**Given task:**
Reproduce every entry in the listing without alteration.

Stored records
══════════════════════════════
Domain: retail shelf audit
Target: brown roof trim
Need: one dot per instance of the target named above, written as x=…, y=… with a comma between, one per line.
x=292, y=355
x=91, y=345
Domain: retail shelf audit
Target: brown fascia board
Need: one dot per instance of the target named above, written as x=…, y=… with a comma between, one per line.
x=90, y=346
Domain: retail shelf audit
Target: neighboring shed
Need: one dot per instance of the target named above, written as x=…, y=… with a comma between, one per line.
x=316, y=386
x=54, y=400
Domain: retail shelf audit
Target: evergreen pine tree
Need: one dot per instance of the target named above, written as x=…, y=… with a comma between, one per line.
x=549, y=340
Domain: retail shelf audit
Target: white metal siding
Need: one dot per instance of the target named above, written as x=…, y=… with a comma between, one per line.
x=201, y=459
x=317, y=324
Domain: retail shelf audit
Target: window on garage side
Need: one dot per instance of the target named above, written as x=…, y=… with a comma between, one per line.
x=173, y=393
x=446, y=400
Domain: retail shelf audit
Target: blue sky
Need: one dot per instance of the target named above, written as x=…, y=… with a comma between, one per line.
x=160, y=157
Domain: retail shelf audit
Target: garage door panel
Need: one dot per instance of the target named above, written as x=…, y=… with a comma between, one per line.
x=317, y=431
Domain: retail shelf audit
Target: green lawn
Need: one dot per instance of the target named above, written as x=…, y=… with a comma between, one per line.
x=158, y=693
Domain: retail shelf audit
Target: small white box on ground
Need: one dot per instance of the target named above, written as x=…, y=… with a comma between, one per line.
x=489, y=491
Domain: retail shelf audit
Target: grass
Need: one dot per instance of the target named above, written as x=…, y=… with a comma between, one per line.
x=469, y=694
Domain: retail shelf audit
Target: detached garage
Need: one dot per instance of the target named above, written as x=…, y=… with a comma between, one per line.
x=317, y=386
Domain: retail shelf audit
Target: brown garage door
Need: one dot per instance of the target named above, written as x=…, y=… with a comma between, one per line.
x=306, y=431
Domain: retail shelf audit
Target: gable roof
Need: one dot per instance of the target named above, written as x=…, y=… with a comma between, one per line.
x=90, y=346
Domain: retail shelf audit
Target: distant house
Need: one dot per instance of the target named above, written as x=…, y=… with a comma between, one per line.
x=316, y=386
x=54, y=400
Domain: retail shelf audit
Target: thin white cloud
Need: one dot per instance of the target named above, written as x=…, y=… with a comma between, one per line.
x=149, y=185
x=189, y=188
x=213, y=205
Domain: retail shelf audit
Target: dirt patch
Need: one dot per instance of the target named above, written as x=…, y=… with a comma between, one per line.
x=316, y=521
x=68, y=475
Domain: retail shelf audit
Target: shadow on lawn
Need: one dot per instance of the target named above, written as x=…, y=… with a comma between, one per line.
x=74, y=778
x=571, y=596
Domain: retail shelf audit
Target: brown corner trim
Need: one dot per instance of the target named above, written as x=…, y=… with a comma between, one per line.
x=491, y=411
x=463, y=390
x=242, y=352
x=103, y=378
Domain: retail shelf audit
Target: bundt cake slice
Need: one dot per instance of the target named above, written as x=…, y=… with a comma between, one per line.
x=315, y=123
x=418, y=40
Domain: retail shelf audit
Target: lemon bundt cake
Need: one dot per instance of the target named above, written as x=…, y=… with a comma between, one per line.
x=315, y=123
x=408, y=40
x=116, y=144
══════════════════════════════
**Full answer:**
Domain: retail shelf audit
Target: brown roof trim
Need: one dot per instance of the target named above, written as x=…, y=… with a comma between, one per line.
x=292, y=355
x=91, y=345
Domain: retail shelf audit
Target: brown fascia board
Need: one dot per instance of the target named above, written as x=…, y=… with a comma between, one per line.
x=90, y=346
Domain: retail shelf audit
Target: neighboring shed
Need: one dot per instance of the target named above, written as x=…, y=… with a comma between, one per line.
x=316, y=386
x=54, y=400
Domain: retail shelf audit
Target: evergreen pine tree
Need: one dot per instance of the target named above, written as x=…, y=… with a comma between, one per line.
x=549, y=340
Domain: retail shelf audit
Target: white metal siding
Need: one dot per instance of the target named above, written as x=…, y=… with a comma between, one per line.
x=201, y=459
x=317, y=324
Domain: retail shelf audit
Target: window on garage side
Need: one dot per instance of the target named above, written as x=…, y=… with a comma between, one per line.
x=173, y=393
x=446, y=400
Domain: retail shelf audit
Target: blue sky
Need: one dot per instance of the target named above, written as x=…, y=… with a comma between, one per line.
x=160, y=157
Domain: retail shelf audit
Target: garage door panel
Need: one dot per instance of the target named above, written as x=…, y=… with a comma between, one per line.
x=317, y=431
Domain: retail shelf audit
Target: green lawn
Need: one dot per instance of the target named above, written as x=…, y=… with a comma between, one per line.
x=158, y=693
Domain: retail shelf audit
Target: small white box on ground
Need: one dot per instance of the target named above, written as x=…, y=… with a comma between, one per line.
x=489, y=491
Domain: retail shelf audit
Target: grass
Need: one dot per instance of the target named above, written as x=…, y=… with a comma between, one per line.
x=469, y=694
Domain: retail shelf audit
Target: detached garage
Need: one dot per instance of the target named above, written as x=…, y=… with a comma between, one per line.
x=317, y=386
Domain: retail shelf audit
Target: brown garage door
Need: one dot per instance of the target named above, written as x=…, y=… with a comma between, one per line.
x=306, y=431
Domain: retail shelf audit
Target: gable roof
Need: one dot per instance of the target named above, written as x=…, y=… with a comma between, one per line.
x=90, y=346
Domain: retail shelf audit
Target: distant house
Need: one dot per instance of the target named above, written as x=…, y=… with a comma between, one per line.
x=316, y=386
x=54, y=400
Domain: retail shelf audit
Target: thin white cloud
Need: one dot per instance of the target named above, written as x=…, y=… with a comma between, one per line.
x=149, y=185
x=189, y=188
x=213, y=205
Domain: retail shelf audit
Target: dirt patch
Need: one dot per instance of the target named above, written as x=…, y=… with a comma between, one per line.
x=316, y=521
x=68, y=475
Domain: retail shelf audit
Target: shadow on lawn
Need: one dot per instance of the target named above, written as x=…, y=… with a comma between, one per line.
x=74, y=778
x=571, y=596
Domain: retail shelf audit
Target: brown corner trim
Need: one dot per instance of the target named above, written as x=…, y=… with a comma between, one per line.
x=491, y=411
x=463, y=390
x=242, y=352
x=103, y=378
Domain: retail shelf audit
Target: bundt cake slice
Need: one dot per instance of the target named above, written as x=…, y=… with a comma between, one per line.
x=315, y=123
x=418, y=40
Domain: retail shelf audit
Target: lemon bundt cake
Need: one dot per instance of the target named above, written as x=…, y=… with a comma between, one per line.
x=315, y=123
x=408, y=40
x=116, y=144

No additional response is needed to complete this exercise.